--- Selected text Enclosed Below ---

All teachers, I hope, have these stories:
Instead of the two-page paper you asked for, a student hands in 10 pages. Instead of reading a chapter, a student stays up all night and reads the whole book. Instead of showing up with one discussion question, as they were expected to do, a student shows up with five, a couple of which they can’t contain themselves from asking the second they walk into the classroom.
Sometimes, in other words, our students get carried away.
Rather than the bare minimum, they exceed what in our minds was the maximum output. These moments, of course, are wonderful—maybe even more so when the student who gets carried away is not an “A student.”
Two years ago, a student who up until then had only been doing okay in my class let me know that rather than write the assigned short story, he’d decided to write a whole novel. He shyly, proudly riffled through his notebook to show me it was filled with words and chapters. “Would you be willing to read it?” he said.
I told him I couldn’t wait, and I meant it—both for his sake and my own. Sure, I wanted to encourage him and his artistic ambitions, but this notebook that he was now handing to me would also allow me to accurately diagnose his writing strengths and weaknesses. In fact, I’ve come to believe that it’s only when students go above and beyond that we have any real idea of what they excel at or when they could use our academic assistance.
From reading his novel-in-progress, I got a much better sense of his understanding of plot, character development, foreshadowing, etc. than I had in any assessment I had previously devised. Because of course I did. He’d thrown his whole writerly self into his notebook—his pride quite literally made his hand quiver.
Don’t get me wrong: There’s nothing inherently inadequate with doing just enough. Sometimes, just enough is all we can muster, and it’s therefore more than enough. I’m not advocating here for high achievement at the expense of anyone’s, student’s or teacher’s, health.
But I am saying that our pedagogy would benefit from a pretty profound shift. Instead of thinking of the carried-away student as a pleasant aberration, we could (should?) think of them as the norm. Especially if we’re going to stick with a standards-based curriculum.

--- End of Enclosed Selected text ---

§ Set of tasks
1. In the essay on students who get carried away, what did the student decide to write instead of the assigned short story?
2. Set down word for word the part of the essay on students who get carried away starting with "All teachers, I" and going on through "get carried away.".
3. Resume the essay on students who get carried away, picking up right after its final sentence.
The records that come next aren't needed for anything here.

--- Dataset extract Enclosed Below ---

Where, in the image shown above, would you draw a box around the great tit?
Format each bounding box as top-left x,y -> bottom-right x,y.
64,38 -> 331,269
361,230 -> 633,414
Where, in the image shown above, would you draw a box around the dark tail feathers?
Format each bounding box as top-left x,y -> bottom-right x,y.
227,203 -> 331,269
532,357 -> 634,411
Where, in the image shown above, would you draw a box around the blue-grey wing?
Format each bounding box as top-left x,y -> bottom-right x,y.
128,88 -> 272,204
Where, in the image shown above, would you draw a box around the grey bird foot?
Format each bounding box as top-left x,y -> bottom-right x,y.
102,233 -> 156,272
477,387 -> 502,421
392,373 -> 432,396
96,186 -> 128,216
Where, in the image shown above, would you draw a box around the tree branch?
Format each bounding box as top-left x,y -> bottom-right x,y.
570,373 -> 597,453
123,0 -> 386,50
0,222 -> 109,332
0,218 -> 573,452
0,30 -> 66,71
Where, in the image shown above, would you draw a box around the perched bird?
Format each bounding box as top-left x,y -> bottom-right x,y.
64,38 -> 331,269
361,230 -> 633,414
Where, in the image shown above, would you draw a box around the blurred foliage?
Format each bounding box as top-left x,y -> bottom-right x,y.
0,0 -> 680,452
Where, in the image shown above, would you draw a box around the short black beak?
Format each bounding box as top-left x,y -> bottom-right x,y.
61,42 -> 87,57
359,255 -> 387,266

--- End of Enclosed Dataset extract ---

§ Responses for each task
1. A whole novel.

2.
All teachers, I hope, have these stories:
Instead of the two-page paper you asked for, a student hands in 10 pages. Instead of reading a chapter, a student stays up all night and reads the whole book. Instead of showing up with one discussion question, as they were expected to do, a student shows up with five, a couple of which they can’t contain themselves from asking the second they walk into the classroom.
Sometimes, in other words, our students get carried away.

3.
If we want to know which standards to emphasize, we need to be able to say with confidence which standards our students thrive at and which ones they don’t—and we simply cannot trust the (lack of) evidence that a quite-possibly-phoned-in paragraph or paper provides.
What’s more, we need to see our students get carried away in their work as quickly as possible. We can’t plan—backward or forward—with any precision or dynamism if we don’t know what gets our students typing or talking.
I know, I know: it’s the end of the year. Can’t we think of this stuff after the summer? Yes. Of course. In fact, the kind of teaching I’m plugging here requires that teachers and students are feeling refreshed and revitalized.If we don’t have fuel in our tanks, we can’t get carried away—not very far, anyway.
If you are still in school, maybe going back through the greatest hits—those times when students surprised you, delighted you, did more and better than you had bargained for—will replenish the tank. If your school year has come to a close, this cruise down memory lane can wait until the fall.
Whenever we get back to school, let’s commit to creating assignments—lots of ’em—that give our students a chance to over write, over talk, over think—to overdo it.
It’s only then, after our students have gotten carried away, that it makes much sense to get carried away in our own curricular planning.